Point annotation data:
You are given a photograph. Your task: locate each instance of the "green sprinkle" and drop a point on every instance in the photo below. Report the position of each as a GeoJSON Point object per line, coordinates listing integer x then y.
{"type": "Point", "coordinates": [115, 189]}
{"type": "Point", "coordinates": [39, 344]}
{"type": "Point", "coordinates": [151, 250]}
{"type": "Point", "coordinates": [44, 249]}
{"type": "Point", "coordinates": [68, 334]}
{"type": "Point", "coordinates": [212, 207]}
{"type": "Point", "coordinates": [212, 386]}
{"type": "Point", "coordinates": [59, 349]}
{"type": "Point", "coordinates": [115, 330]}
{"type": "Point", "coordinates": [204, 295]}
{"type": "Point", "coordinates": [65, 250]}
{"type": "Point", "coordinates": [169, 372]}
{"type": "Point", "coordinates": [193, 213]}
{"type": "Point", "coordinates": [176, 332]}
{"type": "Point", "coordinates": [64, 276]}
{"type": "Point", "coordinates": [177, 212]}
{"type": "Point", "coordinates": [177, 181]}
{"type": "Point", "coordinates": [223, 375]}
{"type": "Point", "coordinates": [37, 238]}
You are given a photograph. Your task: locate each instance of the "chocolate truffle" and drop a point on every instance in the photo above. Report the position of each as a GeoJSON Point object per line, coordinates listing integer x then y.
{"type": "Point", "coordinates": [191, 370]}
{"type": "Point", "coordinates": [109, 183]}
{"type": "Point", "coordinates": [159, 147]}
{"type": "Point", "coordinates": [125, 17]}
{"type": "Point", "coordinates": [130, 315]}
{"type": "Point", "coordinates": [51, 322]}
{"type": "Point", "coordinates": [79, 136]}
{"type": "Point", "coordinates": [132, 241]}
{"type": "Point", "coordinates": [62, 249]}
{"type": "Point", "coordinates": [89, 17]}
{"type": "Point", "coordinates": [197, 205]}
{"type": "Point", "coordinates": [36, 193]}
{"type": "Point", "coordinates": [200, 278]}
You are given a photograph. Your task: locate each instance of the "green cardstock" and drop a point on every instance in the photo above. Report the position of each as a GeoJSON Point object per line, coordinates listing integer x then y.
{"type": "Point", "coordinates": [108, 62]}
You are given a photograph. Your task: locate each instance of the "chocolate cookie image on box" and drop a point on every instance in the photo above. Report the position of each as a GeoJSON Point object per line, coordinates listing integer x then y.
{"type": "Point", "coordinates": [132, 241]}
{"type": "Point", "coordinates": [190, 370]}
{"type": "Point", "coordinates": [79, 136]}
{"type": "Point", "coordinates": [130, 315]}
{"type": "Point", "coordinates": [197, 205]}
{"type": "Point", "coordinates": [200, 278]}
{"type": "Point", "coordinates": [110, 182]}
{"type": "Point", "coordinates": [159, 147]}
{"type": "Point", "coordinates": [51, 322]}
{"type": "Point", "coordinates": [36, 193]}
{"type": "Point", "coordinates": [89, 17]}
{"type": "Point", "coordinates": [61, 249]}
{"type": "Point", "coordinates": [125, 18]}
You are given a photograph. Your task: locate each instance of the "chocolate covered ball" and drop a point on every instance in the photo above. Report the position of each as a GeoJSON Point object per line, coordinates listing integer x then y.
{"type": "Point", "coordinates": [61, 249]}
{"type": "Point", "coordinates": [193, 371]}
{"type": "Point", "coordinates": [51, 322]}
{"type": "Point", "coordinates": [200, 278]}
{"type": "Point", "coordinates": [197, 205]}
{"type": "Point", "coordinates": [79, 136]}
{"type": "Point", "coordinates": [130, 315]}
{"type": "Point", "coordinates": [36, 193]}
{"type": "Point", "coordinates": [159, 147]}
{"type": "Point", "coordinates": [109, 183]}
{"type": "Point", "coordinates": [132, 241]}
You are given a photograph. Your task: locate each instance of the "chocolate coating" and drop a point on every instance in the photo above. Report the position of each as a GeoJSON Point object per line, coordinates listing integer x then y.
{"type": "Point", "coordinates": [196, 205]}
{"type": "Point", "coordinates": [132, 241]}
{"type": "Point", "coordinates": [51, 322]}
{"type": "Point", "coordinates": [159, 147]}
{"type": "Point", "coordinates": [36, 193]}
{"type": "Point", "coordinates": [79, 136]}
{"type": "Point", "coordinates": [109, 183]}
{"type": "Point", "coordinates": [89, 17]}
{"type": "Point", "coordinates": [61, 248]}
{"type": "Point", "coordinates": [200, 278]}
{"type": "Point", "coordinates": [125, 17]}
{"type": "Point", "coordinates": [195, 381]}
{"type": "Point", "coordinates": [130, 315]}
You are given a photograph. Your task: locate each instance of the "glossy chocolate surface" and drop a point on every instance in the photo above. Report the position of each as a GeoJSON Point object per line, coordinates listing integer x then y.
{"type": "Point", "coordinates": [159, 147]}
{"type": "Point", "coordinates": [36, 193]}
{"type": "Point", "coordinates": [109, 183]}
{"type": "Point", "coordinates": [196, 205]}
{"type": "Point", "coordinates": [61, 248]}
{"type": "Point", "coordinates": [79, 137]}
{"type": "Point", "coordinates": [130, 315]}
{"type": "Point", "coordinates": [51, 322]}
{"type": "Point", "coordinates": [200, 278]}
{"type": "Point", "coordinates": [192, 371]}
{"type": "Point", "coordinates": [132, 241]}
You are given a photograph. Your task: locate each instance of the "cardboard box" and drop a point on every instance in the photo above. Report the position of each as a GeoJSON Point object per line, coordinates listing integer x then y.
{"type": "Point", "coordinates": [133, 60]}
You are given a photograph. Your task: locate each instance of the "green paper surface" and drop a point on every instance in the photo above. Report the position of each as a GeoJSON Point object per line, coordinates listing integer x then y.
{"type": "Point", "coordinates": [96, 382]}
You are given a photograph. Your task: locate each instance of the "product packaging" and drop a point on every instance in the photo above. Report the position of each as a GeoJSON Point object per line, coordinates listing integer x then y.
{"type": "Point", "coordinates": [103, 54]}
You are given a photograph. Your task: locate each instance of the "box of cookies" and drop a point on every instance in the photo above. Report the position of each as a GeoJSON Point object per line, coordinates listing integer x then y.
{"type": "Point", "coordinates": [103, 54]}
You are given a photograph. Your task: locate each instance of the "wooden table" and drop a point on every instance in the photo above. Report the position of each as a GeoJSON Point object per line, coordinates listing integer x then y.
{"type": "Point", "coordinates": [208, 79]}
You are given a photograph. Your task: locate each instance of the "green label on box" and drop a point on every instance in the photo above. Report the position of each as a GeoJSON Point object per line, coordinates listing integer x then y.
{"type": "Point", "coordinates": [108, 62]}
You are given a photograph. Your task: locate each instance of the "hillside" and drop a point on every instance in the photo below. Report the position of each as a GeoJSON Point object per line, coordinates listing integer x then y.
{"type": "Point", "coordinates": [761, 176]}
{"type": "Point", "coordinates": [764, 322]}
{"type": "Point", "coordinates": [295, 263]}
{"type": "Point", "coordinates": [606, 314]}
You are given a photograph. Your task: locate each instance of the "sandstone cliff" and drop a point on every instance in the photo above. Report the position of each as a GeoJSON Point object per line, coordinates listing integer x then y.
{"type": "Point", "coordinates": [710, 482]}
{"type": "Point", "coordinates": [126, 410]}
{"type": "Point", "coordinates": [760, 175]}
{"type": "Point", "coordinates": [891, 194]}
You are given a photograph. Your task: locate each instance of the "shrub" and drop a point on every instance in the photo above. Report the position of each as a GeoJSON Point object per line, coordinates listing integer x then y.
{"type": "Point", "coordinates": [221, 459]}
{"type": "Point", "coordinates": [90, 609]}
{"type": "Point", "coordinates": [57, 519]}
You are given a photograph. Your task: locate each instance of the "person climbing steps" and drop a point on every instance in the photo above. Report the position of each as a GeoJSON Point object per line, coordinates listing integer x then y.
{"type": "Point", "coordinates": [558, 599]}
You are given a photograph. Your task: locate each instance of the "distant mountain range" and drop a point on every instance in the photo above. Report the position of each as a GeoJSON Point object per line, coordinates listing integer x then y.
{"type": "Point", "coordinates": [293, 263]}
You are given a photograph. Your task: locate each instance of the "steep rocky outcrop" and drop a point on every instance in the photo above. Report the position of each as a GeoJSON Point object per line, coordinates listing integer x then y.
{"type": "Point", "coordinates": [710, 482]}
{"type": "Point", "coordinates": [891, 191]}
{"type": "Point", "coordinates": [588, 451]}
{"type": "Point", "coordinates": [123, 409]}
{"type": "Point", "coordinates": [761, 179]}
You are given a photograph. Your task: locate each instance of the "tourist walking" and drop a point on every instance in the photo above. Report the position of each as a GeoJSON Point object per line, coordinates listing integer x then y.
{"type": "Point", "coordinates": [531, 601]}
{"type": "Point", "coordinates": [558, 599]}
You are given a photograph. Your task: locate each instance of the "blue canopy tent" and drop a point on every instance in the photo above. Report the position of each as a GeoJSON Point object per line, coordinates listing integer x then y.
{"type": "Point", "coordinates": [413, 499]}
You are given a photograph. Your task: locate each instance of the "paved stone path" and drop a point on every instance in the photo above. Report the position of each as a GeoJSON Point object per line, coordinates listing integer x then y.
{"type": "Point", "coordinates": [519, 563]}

• _Given request_: Copy every line of the material above that contains the word "surface", leaving each line unchanged.

• _Answer to the task_:
You are given a photograph. Your task: locate each instance of the "glossy chocolate surface" and drop a point on every instance in the photo above. Report the position of each as a GeoJSON Point object per line, coordinates listing integer x then y.
You are given a photograph. Your task: locate each instance of the "green paper surface" and drop a point on every instance in the photo above. Report the position of each as a GeoJSON Point object per line, coordinates listing integer x then y.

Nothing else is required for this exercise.